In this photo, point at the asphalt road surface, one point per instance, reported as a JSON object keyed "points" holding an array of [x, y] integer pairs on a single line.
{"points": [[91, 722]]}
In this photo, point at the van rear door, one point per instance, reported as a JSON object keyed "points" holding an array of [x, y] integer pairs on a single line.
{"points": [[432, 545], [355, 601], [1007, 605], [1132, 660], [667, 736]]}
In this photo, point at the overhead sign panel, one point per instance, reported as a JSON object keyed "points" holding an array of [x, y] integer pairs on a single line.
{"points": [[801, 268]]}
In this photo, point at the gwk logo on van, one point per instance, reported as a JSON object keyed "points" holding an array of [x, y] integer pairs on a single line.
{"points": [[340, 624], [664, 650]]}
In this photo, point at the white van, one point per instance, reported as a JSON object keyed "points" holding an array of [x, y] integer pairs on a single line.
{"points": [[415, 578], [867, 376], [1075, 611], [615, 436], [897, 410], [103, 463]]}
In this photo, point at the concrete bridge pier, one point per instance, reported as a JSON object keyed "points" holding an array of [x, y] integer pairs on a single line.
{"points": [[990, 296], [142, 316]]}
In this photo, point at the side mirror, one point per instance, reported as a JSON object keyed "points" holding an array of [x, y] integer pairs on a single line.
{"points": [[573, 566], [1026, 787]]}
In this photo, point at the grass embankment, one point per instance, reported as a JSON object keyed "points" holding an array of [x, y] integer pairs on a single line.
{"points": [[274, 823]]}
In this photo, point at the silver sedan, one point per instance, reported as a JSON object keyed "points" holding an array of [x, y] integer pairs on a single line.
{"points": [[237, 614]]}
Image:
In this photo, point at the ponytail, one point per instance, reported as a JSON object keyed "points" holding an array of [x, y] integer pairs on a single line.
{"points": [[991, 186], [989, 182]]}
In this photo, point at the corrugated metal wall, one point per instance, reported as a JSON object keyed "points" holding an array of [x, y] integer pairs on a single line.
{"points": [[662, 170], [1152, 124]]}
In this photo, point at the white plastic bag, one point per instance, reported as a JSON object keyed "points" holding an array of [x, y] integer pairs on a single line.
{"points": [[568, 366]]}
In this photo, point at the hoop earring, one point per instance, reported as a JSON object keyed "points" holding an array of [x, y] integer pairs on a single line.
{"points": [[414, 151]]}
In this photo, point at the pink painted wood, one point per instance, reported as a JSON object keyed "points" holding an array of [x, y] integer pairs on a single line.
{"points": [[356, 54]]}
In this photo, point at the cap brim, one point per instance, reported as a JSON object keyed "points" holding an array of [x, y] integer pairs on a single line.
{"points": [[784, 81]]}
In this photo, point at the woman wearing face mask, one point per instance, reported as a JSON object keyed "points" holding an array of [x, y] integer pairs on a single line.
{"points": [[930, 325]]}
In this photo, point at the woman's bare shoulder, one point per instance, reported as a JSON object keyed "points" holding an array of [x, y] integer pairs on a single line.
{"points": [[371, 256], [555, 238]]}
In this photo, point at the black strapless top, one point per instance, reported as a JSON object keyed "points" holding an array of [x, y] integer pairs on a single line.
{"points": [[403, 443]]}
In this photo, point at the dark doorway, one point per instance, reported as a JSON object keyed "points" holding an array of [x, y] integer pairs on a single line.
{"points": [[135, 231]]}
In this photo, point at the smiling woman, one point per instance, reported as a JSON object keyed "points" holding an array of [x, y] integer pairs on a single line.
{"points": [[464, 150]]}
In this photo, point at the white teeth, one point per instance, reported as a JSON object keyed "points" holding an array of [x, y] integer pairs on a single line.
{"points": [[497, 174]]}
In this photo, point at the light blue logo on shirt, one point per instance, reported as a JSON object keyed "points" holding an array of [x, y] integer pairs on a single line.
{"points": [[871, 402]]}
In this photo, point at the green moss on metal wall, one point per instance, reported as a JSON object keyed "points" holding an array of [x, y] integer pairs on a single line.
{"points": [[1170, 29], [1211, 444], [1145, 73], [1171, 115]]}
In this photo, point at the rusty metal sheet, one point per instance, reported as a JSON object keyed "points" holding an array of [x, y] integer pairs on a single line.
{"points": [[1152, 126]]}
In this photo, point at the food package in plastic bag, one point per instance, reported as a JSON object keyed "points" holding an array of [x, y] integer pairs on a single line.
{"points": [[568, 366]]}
+-------+
* **To be done**
Repeat the material above in full, keeping every word.

* **Response to the task**
In this photo, point at the asphalt road surface, one point per instance, reported as a JSON object keyed "points" holding an array of [x, y] integer pairs on a single line.
{"points": [[91, 722]]}
In this photo, point at the van rear door, one point per instance, reported as a JSON object keyed "points" holding an array of [x, y] integer pairs on a single line.
{"points": [[432, 545], [355, 601], [1007, 605], [1132, 660], [667, 736]]}
In this photo, point at the overhead sign panel, one point per instance, reported as a JSON object keyed "points" holding an array of [x, y] integer pairs on a single line.
{"points": [[801, 268]]}
In this photo, point at the gwk logo on van, one point per instance, reported as a JSON object keyed "points" holding an array of [x, y] integer pairs on a single line.
{"points": [[340, 624], [664, 650]]}
In this photo, point at the white van, one point per instance, reported as a JSON object keyed "points" holding an array of [x, y] integer pairs on a single line.
{"points": [[415, 578], [867, 376], [1075, 611], [615, 436], [897, 410], [103, 463]]}
In this photo, point at the concrete bridge pier, one point per instance, reported as a JSON object keyed "points" holding an array of [x, y] integer pairs on a single line.
{"points": [[990, 296], [142, 316]]}
In this photo, point at the side mirror, one point per instance, reported as a JSON object keyed "points" holding an array of [x, y] integer pairs on a single line.
{"points": [[573, 566], [1026, 787]]}
In this photo, point at the grass embankment, one point per instance, reported as a JSON object keyed "points" holding an array of [x, y] integer pairs on a single line.
{"points": [[274, 823]]}
In this photo, point at the silver sedan, one point per instance, reported as a JSON object keyed "points" holding an array of [x, y] integer pairs on a single line.
{"points": [[237, 614]]}
Image:
In this photo, point at the ponytail, one point per instance, reported as a JSON object keyed "points" holding an array of [x, y] integer pairs on a single line.
{"points": [[991, 186], [989, 182]]}
In this photo, point at the corrugated metal wall, one point per instance, reported as a JSON object keyed "points" holding an array of [x, y] integer pairs on a single line.
{"points": [[662, 170], [1152, 124]]}
In this photo, point at the white plastic bag, one point per instance, reported as a JSON object keyed "points" holding an array of [x, y] integer pairs on a single line.
{"points": [[568, 366]]}
In this photo, point at the hoop earring, one point per instance, reported as a JSON object keyed "points" holding an array of [x, y] integer pairs on a single line.
{"points": [[414, 151]]}
In this photo, point at the pink painted wood, one point per instance, reported as a JSON object keyed "points" holding an array of [x, y] integer pairs on a single line.
{"points": [[356, 54]]}
In this photo, point at the cap brim, one point per instance, reported as a JSON object keyed "points" holding an array of [x, y] integer pairs on a single line.
{"points": [[784, 81]]}
In this photo, point at the woman wearing face mask, one point per instance, reported as a JSON object keyed "points" holding an array of [x, y] integer pairs on a single line.
{"points": [[930, 325]]}
In this photo, point at the woman's bare shoulder, one point per instance, reported as a JSON object keyed "points" holding an array of [x, y] integer pairs on a single line.
{"points": [[371, 256], [555, 238]]}
In this photo, point at the black strapless top, one point per instance, reported as a JSON object keyed "points" holding an array of [x, y] integer pairs on a single line.
{"points": [[403, 443]]}
In this photo, point at the dark doorway, one point per instance, reported as a JSON object keyed "points" holding an array of [x, y] integer pairs on a single line.
{"points": [[135, 231]]}
In this photo, point at the smiling woman, one point per instance, reported as a JSON object keyed "points" holding an array of [x, y] integer pairs on a single line.
{"points": [[464, 150]]}
In this photo, point at the white teeth, one point per instance, reported as a JSON object keyed "points" holding an array of [x, y] integer pairs on a single line.
{"points": [[497, 174]]}
In this photo, point at the light blue logo on shirt, one point per instance, reported as a JSON object keyed "points" holding an array of [x, y] integer pairs on a single line.
{"points": [[871, 402]]}
In this photo, point at the green moss on metal wall, one point per instance, reported as a JSON object keyed "points" holding an array of [x, y] integer pairs on a single line.
{"points": [[1170, 29], [1211, 444], [1145, 73], [1171, 115]]}
In this photo, point at the rusty metal sheet, one point per instance, reported as a JSON object keyed "points" holding an array of [x, y] integer pairs on a single line.
{"points": [[1152, 126]]}
In this photo, point at the food package in plastic bag, one point per instance, reported as a JSON object keyed "points" holding an array of [x, y] integer pairs on a single line.
{"points": [[568, 366]]}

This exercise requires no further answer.